-- DATA SHOWN follows --

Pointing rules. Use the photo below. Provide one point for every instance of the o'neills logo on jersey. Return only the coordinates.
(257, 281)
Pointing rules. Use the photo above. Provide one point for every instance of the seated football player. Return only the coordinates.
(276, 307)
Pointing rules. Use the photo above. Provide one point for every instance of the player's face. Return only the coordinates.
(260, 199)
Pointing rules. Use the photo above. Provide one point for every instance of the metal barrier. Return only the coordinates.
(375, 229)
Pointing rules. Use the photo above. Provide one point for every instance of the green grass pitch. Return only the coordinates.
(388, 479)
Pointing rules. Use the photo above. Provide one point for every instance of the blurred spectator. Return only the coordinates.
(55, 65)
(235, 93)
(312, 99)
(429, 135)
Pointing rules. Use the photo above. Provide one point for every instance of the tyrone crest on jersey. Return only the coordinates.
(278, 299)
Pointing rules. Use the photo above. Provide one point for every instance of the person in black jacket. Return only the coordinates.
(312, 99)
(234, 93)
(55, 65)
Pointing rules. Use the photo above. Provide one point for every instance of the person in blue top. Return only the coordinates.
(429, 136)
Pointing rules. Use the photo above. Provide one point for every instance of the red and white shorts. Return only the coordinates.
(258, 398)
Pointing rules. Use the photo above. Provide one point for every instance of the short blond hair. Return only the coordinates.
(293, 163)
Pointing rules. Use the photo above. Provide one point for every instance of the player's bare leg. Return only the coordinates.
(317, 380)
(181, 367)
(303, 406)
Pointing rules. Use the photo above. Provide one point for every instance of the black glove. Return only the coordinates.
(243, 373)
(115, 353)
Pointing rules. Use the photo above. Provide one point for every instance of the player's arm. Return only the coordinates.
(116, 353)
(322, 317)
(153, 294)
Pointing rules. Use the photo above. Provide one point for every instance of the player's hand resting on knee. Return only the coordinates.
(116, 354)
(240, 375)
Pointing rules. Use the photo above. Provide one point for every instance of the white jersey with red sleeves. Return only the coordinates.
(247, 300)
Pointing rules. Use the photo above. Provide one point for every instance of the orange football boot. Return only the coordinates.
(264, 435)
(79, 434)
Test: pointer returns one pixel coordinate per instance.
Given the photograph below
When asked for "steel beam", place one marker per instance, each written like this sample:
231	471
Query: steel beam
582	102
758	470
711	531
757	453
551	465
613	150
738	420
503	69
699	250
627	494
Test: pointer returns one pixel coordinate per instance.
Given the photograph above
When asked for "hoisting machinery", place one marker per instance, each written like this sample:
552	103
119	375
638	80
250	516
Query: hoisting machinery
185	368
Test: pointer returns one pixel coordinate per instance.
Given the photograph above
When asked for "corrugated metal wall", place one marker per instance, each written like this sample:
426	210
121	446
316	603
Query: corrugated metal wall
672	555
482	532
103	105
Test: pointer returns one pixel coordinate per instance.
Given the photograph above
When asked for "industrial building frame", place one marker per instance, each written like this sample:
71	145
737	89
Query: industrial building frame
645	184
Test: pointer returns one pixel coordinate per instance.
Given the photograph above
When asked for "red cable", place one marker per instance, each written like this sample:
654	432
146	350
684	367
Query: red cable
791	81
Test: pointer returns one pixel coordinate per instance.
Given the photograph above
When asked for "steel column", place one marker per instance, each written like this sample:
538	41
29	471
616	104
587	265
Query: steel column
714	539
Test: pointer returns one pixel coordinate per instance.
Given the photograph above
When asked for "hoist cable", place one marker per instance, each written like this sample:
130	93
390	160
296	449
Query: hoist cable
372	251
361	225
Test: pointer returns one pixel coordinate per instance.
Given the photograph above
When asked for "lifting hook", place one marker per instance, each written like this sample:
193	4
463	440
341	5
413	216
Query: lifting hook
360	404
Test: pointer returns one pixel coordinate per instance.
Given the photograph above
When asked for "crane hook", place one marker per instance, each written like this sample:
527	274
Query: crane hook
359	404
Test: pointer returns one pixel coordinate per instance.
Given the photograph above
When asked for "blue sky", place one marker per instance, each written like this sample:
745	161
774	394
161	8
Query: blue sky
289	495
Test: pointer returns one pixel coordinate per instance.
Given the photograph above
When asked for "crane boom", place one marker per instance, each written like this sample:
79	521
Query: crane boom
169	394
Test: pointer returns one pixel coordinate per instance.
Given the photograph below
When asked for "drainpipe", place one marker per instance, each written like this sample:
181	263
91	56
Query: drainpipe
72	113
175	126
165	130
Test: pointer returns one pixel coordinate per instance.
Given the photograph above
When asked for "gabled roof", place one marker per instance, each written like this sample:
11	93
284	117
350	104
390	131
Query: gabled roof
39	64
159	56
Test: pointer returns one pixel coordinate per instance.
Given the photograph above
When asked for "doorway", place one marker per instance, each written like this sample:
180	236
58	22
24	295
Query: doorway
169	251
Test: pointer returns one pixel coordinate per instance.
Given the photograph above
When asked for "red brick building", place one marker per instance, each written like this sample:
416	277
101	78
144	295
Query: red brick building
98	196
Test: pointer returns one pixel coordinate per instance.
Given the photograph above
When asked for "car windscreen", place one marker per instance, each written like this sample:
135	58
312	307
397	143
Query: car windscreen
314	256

-- DATA SHOWN concluded --

# [INSTRUCTIONS TO FOLLOW]
Nothing in the data above should change. Please copy it all.

# [THE COMPLETED TASK]
Pointing rules. Use the photo below. Provide one point for every instance of the o'neills logo on jersey. Return only the coordinates.
(257, 281)
Pointing rules. Use the photo above. Provide one point for every instance of the seated football player. Return only the coordinates.
(276, 307)
Pointing rules. Use the photo above. Provide one point for every instance of the player's face. Return only the coordinates.
(260, 199)
Pointing rules. Use the photo above. Provide one point for every instance of the metal barrier. Return only the coordinates.
(375, 229)
Pointing rules. Use the photo above. Provide one point for every instance of the green grass pitch. Return only the coordinates.
(388, 479)
Pointing rules. Use the photo above. Provide one point for every instance of the blurred spectator. Return only the coordinates.
(55, 65)
(235, 93)
(312, 99)
(429, 135)
Pointing rules. Use the photo above. Provide one point for every instance of the tyrone crest on jersey. Return only the coordinates.
(278, 299)
Pointing rules. Use the photo above. Provide one point for every instance of the person in black jacket. Return only the coordinates.
(312, 99)
(234, 93)
(55, 65)
Pointing rules. Use the photo above. Provide one point for every instance of the person in blue top. Return only the coordinates.
(429, 136)
Pointing rules. Use the photo above. Provide one point for every instance of the red and white shorts. Return only the coordinates.
(258, 398)
Pointing rules. Use the photo above. Provide one point for every instance of the short blond hair. Return only the coordinates.
(293, 163)
Pointing rules. Use the photo above. Provide one point for every instance of the player's bare leg. Return only the coordinates.
(317, 380)
(181, 367)
(303, 406)
Pointing rules. Use the photo above. Provide one point for every instance of the black glove. Return only the coordinates.
(243, 373)
(115, 353)
Pointing rules. Use the photo above. Provide one point for every instance of the player's arm. Return only the coordinates.
(116, 353)
(322, 317)
(153, 294)
Pointing rules. Use the photo above. Provide one point for every instance of the player's hand resting on knee. Return only the coordinates.
(116, 354)
(240, 375)
Pointing rules. Use the photo above. Provide one point for every instance of the white jersey with red sleeves. Return only the coordinates.
(247, 300)
Pointing rules. Use the photo above. Provide one point for every instance of the orange football boot. Return only the coordinates.
(264, 435)
(79, 434)
Test: pointer returns one pixel coordinate per instance.
Given the photograph below
When asked for "steel beam", place one marker per instance, each written like this sample:
231	471
Query: steel beam
582	102
758	470
711	531
757	453
551	465
613	150
738	420
503	69
699	250
627	494
Test: pointer returns one pixel coordinate per instance.
Given the photograph above
When asked for "hoisting machinery", place one marker per instance, each written like this sample:
552	103
119	375
638	80
250	516
Query: hoisting machinery
185	368
Test: pointer returns one pixel coordinate per instance.
Given the photograph above
When asked for "corrugated metal wall", place one marker per instance, each written like this sample:
426	210
121	446
316	603
Query: corrugated metal wall
672	555
482	532
103	105
Test: pointer returns one pixel coordinate per instance.
Given the photograph above
When asked for "industrial building frame", place one marker per instance, each written like this sample:
71	145
737	89
Query: industrial building frame
645	184
Test: pointer returns one pixel coordinate per instance.
Given the photograph above
When asked for "red cable", place one marker per instance, each written like this sample:
654	432
146	350
684	367
Query: red cable
791	81
Test: pointer returns one pixel coordinate per instance.
Given the photograph above
When asked for "steel column", place one marker per instance, each written like this sample:
538	41
29	471
616	104
587	265
Query: steel column
714	539
Test: pointer returns one pixel coordinate per instance.
Given the photograph above
When asked for "hoist cable", place one marker per instance, each written like this sample:
130	93
390	160
296	449
Query: hoist cable
372	251
361	225
Test: pointer returns one pixel coordinate per instance.
Given the photograph above
When asked for "lifting hook", place one marker per instance, each written like this sample:
193	4
463	440
341	5
413	216
Query: lifting hook
360	404
Test: pointer returns one pixel coordinate per instance.
Given the photograph above
When asked for "crane hook", place one marker per instance, each written like this sample:
527	274
Query: crane hook
359	404
Test: pointer returns one pixel coordinate per instance.
Given the photograph above
When asked for "blue sky", place one marker per instance, each written like this sample:
745	161
774	394
161	8
Query: blue sky
289	495
Test: pointer returns one pixel coordinate per instance.
Given the photograph above
When asked for "crane boom", place one marker per instance, each written like this sample:
79	521
Query: crane boom
169	394
Test: pointer returns one pixel coordinate per instance.
Given the photograph below
When asked for "drainpipe", place one marker per instance, each written like this sample:
181	263
91	56
Query: drainpipe
72	113
175	126
165	130
Test: pointer returns one pixel coordinate per instance.
Given the photograph above
When asked for "gabled roof", place one marker per instance, each written like this sample:
11	93
284	117
350	104
390	131
Query: gabled roof
39	64
159	56
Test: pointer returns one pixel coordinate per instance.
Given the photograph above
When asked for "doorway", place one marker per instance, each written like this sample:
180	236
58	22
24	295
Query: doorway
169	251
Test: pointer returns one pixel coordinate per instance.
Given the photograph above
When asked for "red brick building", place one marker per instance, each written like this sample:
416	277
101	78
144	295
Query: red brick building
98	196
Test: pointer returns one pixel coordinate per instance.
Given the photograph above
When asked for "car windscreen", place one marker per instance, each written like this sample:
135	58
312	307
397	143
Query: car windscreen
314	256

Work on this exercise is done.